→ EXERCISE OBJECTIVE
Extract the text of each entry below exactly, leaving every image behind.

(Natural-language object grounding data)
::::
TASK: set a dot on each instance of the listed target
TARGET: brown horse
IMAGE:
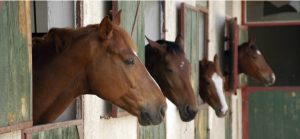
(252, 63)
(168, 65)
(98, 60)
(211, 85)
::::
→ WRITTEN SOLUTION
TASK: set a dot on each instance of the listed target
TARGET: brown horse
IMAGE:
(252, 63)
(168, 65)
(98, 60)
(211, 85)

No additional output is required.